[START EXTRACTED RECORDS]

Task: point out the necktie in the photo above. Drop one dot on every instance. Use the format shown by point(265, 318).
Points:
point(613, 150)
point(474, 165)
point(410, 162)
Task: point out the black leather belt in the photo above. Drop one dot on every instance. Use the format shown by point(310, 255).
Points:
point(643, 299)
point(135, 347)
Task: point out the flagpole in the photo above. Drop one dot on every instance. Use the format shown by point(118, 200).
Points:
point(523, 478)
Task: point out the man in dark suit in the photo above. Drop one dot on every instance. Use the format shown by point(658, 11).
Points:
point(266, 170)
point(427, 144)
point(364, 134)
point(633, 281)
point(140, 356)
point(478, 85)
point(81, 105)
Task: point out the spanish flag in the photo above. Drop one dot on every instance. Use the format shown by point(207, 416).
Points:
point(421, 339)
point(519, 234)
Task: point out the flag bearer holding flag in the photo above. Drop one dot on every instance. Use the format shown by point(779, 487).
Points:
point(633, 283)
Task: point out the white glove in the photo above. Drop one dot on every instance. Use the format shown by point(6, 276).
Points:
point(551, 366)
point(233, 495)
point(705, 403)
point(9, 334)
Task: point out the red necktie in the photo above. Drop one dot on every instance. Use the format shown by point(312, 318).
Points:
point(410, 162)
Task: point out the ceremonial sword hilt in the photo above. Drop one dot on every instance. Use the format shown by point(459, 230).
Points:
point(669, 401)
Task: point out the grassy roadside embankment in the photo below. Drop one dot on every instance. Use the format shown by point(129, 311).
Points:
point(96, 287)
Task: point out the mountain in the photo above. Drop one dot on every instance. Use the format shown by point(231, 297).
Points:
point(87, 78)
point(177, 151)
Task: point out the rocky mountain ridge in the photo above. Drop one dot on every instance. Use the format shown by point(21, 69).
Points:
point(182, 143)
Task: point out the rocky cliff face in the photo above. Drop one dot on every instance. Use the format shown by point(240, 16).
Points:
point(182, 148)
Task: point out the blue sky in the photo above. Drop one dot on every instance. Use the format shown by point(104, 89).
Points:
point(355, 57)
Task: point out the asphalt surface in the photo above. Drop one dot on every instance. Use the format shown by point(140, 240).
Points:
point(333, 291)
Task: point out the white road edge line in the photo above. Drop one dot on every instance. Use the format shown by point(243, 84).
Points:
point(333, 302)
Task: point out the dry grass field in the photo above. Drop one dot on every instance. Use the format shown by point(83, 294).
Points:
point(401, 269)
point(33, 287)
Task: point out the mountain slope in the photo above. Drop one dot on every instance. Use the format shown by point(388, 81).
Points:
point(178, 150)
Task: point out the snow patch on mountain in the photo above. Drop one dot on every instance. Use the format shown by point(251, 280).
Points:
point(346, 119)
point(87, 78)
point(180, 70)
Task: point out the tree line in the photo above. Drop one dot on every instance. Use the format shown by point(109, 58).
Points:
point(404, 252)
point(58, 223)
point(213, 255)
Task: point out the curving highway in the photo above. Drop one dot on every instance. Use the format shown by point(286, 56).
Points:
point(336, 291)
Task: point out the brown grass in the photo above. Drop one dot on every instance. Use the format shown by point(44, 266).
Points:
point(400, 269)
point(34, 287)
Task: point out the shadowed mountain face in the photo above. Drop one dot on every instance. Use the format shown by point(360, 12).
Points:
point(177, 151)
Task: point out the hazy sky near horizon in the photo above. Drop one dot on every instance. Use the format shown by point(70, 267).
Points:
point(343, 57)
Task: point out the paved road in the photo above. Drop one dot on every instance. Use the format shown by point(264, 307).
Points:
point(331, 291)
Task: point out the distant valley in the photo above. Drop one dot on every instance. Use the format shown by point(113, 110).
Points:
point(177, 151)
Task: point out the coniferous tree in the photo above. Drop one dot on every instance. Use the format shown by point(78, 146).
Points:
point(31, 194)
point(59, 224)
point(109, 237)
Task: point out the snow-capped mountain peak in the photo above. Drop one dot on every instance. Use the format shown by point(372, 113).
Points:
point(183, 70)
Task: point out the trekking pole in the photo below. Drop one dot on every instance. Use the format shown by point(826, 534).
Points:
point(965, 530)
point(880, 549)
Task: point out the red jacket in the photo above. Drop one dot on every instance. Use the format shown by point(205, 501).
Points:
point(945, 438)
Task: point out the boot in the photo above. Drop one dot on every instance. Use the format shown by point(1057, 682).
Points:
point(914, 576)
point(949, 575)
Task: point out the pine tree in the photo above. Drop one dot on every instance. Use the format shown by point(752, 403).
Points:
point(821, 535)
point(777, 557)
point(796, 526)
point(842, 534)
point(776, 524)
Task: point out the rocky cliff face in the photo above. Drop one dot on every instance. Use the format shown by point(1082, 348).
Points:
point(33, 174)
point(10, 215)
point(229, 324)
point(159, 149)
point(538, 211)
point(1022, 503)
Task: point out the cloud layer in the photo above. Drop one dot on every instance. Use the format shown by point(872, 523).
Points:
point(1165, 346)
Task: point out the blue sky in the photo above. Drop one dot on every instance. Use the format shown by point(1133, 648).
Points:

[END EXTRACTED RECORDS]

● PROBLEM STATEMENT
From the items above, copy out verbatim every line starting at the one that contains "Task: point out the spanish" and ending at the one that contains "point(9, 334)", including both of those lines.

● ANSWER
Task: point out the spanish flag in the photo above. Drop one dot on every instance. Use the format shown by point(207, 416).
Points:
point(421, 339)
point(519, 234)
Task: point out the flag bearer holding flag in the photo above. Drop one dot on every instance. Use the format shown by point(779, 487).
Points:
point(633, 283)
Task: point out the white glove in the photo above. Drop one dot on every instance. Use the format shown by point(6, 276).
Points:
point(551, 366)
point(233, 495)
point(705, 403)
point(9, 334)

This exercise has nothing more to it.